* [TEXT BLOCK]
It is the oaks that one notices. They line the road and the river, cluster around farmhouses and dot the fields of farms called La Provence and Joie de Vivre; land tilled by generations of the same family. The vines are bare this time of year but the kegs are full to bursting and the BMW's and Mercedes convertibles are on their way to celebrate a revolution.
Boschendal wine tour in Franschhoek.
It is Bastille Day in the winelands of Franschhoek, a pastoral hour's drive from Cape Town. Well-groomed shops and restaurants are festooned in the red, white and blue and the locals sport rakish red berets. The French connection goes back to the Huguenots - French Protestants who fled Catholic persecution in the seventeenth century. Facing an uncertain future as refugees in Europe, a number arrived at the Cape, taking up the Dutch East India Company's offer of land.

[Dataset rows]
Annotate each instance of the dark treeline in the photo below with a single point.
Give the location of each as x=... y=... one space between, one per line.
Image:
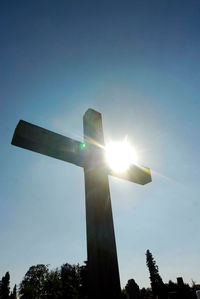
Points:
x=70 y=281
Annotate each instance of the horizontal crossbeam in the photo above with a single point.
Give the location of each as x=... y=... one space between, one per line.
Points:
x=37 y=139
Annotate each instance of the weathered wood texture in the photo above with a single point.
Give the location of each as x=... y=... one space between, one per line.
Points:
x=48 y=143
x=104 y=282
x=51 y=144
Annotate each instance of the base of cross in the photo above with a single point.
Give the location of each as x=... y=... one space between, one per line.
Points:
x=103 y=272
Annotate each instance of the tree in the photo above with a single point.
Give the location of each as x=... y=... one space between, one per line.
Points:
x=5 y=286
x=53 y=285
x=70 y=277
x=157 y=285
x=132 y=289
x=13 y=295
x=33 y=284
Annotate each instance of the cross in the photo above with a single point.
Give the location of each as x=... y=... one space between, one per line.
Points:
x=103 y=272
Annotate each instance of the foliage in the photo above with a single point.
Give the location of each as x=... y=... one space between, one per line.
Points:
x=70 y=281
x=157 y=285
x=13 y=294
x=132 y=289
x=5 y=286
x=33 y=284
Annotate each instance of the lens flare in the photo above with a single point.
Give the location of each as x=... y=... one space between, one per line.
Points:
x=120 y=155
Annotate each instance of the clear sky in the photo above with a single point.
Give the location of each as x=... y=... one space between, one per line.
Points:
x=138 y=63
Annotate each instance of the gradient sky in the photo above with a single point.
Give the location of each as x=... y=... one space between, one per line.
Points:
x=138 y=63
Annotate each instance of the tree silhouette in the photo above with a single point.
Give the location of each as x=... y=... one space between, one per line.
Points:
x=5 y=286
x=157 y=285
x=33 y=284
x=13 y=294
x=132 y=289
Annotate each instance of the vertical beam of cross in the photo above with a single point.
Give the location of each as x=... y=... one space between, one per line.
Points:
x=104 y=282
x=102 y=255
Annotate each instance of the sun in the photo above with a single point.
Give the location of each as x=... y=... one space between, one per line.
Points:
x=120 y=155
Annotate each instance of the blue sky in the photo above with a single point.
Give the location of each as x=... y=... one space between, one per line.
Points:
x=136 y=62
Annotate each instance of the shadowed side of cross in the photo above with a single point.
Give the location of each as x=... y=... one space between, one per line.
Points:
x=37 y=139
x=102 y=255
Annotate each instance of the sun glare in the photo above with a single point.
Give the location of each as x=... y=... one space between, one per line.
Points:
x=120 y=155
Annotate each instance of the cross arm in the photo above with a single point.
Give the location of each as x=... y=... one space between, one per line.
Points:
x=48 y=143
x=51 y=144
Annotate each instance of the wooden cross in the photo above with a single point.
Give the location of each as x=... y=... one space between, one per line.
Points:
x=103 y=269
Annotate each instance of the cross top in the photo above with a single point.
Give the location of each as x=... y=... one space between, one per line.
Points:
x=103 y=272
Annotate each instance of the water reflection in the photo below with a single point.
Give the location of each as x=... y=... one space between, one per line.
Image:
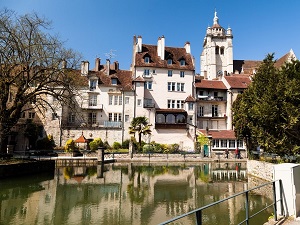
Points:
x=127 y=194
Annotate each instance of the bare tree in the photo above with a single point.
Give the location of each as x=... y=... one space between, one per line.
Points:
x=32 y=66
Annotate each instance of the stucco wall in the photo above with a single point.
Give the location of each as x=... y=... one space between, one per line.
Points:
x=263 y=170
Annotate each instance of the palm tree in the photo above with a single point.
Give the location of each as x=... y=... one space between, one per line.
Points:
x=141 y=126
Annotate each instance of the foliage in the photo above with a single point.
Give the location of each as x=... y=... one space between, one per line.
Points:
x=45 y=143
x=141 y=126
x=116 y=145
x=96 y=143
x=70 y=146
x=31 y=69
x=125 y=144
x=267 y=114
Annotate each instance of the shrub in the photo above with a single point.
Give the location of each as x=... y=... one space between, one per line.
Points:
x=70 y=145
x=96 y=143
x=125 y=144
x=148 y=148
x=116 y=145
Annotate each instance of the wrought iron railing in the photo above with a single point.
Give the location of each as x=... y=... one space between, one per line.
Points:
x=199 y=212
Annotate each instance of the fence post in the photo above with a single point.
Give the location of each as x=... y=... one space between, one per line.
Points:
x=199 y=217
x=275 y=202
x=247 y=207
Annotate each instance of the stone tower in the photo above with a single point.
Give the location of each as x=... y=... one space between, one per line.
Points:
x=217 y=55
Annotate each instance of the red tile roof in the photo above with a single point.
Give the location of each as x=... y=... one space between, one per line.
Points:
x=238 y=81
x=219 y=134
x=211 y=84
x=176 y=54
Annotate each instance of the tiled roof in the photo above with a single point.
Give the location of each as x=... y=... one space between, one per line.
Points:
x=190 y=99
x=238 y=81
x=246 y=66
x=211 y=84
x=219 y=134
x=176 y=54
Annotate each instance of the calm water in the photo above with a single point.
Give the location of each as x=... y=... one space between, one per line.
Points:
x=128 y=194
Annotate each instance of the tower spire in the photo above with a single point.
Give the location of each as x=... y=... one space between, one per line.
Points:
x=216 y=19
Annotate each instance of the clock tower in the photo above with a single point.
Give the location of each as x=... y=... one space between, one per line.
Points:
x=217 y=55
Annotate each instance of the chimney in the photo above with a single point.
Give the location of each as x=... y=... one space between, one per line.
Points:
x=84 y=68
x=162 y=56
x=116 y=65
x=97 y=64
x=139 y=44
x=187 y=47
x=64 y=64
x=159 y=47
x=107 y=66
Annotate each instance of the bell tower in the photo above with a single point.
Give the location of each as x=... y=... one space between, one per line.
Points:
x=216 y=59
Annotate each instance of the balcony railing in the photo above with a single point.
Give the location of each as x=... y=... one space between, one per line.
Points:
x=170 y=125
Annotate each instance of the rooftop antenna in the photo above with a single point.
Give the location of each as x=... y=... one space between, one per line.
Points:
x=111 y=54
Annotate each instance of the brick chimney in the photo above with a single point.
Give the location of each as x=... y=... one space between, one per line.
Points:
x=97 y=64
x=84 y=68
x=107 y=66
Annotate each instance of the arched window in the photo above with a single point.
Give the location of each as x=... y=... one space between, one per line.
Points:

* [CHALLENGE] Could you write the next part of the Franschhoek travel piece, starting after its final sentence about the Dutch East India Company's offer of land?

* [ANSWER TO THIS PROBLEM]
Of those first newcomers, some were settled in a valley so remote that the first track crossing the mountains was made by migrating elephant. From those early farms of La Motte and Cabriere, a village grew, and what was then Oliphantshoek is now Franschhoek.
Belying the bunting and the berets of Bastille Day today, the French at the Cape soon lost their national identity. By the mid 1700's only the old people remembered the language of their homeland. Names once French gradually became more Dutch. The Le Clerqs metamorphosed into the De Klerks. Pinards became Pienaars The religion for which they sacrificed so much was a severe one.
Calvinism frowned upon 'dancing, dicing, cards and indecent songs.' Calvin's 'Blue Laws' required the host of a French public inn to keep a Bible on the premises should anyone wish to read it and his customers were to be put out promptly at nine o'clock at night.
The world has moved on in the last three hundred years. Today, Franschoek's favourite watering hole is not quite as genteel. A mounted poster behind the bar depicts a blue sky and desert sand and two camels enjoying a bonk. The caption reads: One Hump... or Two?
The decor is interestingly non-partisan. The walls are plastered with traditional weapons and trophies of all the tribes of Africa (black and white) rifles and knobkerries and spears; mounted sable and kudu and eland; a snarling baboon's head wearing a cap. Rugby is flickering, inevitably, on the TV.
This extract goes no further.